Relocation is not an Option

In addition to the above problems contributing specifically to the steadily depleting business district in Perth-Andover, several disasters have been at the forefront of our community’s history. The great fire of 1977 destroyed many businesses along Main Street Perth that were never encouraged to rebuild. And then several events of catastrophic flooding over the last 35 years have steadily eroded what was left.
 

With the last (and worst) flood only 12 months past, the overall opinion seems to be “relocation.” This idea is basically a continuation of a plan first initiated in the 1980s resulting from an earlier flooding disaster. At this time, we took the recommendations of our Governments and began moving our community landmarks and historic homes “hither and yon” to higher ground behind the village. This was the beginning of the biggest mistake we have ever made! Again, if any research was done at all, the evidence is proof-positive that “community relocation never works” – this is not an opinion – it’s a fact! Relocation of segments or complete communities, immediately destroy their internal fibre and history – the most important aspects of every community’s existence. When you add to this equation, the total lack of planning and organization in implementation, the result is what we have partially completed now – homes and businesses moved “anywhere and everywhere” in abandoned potato fields and quickly sub-divided farmland up and away from the river plain. This is not, or ever will be Perth-Andover again! In years to come we will simply be “a scattered community of homes along the highway “somewhere between Florenceville and Grand Falls!” In order to survive, we must formulate an immediate plan to preserve as much of the village as remains – securing its businesses and residents from the threat of future flooding.

--------------------------------

_Directions_.
A) In the piece on Perth-Andover, in what year did the great fire destroy many businesses along Main Street Perth?
B) Return every line of the listing below word for word, leaving the pictures out.

--------------------------------

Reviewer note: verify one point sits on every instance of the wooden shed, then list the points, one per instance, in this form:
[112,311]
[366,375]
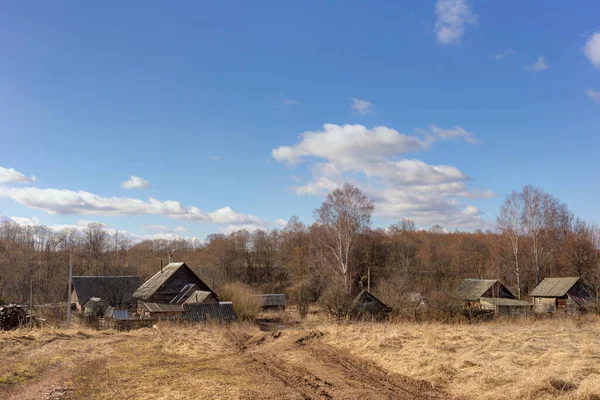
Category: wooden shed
[569,295]
[490,295]
[367,305]
[116,291]
[174,283]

--------------------------------

_Replies_.
A) 1977

B)
Reviewer note: verify one point sits on every instance of the wooden shed, then list the points, one per instance, in this form:
[112,311]
[366,375]
Category: wooden shed
[569,295]
[490,295]
[367,305]
[116,291]
[174,283]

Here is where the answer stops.